***** DATA *****

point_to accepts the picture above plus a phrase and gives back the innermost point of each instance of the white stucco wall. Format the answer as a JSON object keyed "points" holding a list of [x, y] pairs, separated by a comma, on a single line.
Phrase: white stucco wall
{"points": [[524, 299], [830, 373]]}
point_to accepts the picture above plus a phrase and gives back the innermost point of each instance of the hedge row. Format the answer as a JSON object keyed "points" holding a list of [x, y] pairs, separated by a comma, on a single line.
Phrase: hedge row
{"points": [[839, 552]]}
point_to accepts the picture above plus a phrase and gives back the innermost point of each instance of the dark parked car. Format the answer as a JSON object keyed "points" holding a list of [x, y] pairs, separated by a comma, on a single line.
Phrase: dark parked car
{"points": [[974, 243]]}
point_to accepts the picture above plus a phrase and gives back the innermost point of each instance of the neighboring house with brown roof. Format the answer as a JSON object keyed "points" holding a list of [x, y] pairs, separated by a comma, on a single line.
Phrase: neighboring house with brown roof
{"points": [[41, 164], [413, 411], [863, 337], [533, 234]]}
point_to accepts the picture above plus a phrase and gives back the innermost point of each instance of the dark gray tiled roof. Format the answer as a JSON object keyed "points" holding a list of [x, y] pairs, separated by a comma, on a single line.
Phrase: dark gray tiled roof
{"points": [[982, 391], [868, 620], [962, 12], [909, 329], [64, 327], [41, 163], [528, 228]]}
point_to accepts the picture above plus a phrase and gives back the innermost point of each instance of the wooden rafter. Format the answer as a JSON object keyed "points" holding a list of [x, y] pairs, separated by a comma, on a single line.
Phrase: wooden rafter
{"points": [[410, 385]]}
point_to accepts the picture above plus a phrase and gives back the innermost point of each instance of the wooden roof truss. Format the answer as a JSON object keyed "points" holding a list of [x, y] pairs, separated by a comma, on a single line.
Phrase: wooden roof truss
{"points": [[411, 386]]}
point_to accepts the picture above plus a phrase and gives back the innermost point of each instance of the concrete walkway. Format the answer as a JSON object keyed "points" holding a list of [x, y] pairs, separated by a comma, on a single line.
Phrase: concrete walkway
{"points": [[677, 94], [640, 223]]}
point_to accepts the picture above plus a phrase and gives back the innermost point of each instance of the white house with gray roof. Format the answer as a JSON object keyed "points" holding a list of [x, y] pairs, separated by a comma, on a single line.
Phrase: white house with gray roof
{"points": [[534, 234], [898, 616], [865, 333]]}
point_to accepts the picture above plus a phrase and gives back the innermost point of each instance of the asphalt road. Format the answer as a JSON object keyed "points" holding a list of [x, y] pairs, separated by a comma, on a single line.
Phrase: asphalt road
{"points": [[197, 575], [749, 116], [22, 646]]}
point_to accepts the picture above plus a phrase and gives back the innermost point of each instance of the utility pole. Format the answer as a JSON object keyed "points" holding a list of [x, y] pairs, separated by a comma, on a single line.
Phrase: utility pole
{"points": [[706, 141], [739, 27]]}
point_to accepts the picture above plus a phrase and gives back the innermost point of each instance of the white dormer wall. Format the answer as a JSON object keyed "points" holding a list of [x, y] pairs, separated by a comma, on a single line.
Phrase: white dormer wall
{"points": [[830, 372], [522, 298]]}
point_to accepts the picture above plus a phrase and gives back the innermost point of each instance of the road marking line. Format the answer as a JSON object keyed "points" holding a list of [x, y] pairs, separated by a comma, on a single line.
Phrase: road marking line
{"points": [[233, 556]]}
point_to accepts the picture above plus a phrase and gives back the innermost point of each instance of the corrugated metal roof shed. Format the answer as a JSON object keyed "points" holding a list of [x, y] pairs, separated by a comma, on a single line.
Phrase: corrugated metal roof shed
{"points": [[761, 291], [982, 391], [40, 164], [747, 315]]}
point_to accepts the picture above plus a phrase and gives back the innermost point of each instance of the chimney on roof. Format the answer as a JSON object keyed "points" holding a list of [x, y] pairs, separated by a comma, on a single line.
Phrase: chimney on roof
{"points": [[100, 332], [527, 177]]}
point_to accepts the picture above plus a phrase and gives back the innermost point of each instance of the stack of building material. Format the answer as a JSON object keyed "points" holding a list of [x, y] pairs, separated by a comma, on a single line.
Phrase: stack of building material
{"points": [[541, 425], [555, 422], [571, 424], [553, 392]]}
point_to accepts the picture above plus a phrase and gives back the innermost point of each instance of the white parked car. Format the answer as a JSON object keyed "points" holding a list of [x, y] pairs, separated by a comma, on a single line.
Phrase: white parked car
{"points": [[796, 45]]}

*****

● **TRY IT**:
Repeat only the lines running from the line that contains "of the stack" through the last line above, inclusive.

● **FINISHED TASK**:
point_to accepts the picture above plus a phrase and gives back the innermost point of each instance of the stack of building material. Format the answer as a JSON object keyed "points" holding a list of [x, y] pairs, separated by a comma, on a single line.
Phrase: stack of building material
{"points": [[541, 425], [555, 422], [571, 424], [553, 392]]}
point_to accepts the picture above plus a phrase and gives back the innermost point of each instance of the white parked car. Format the answer as a JSON object keyed "points" holding a list of [x, y] pairs, separated by a comma, on a single line.
Phrase: white parked car
{"points": [[796, 45]]}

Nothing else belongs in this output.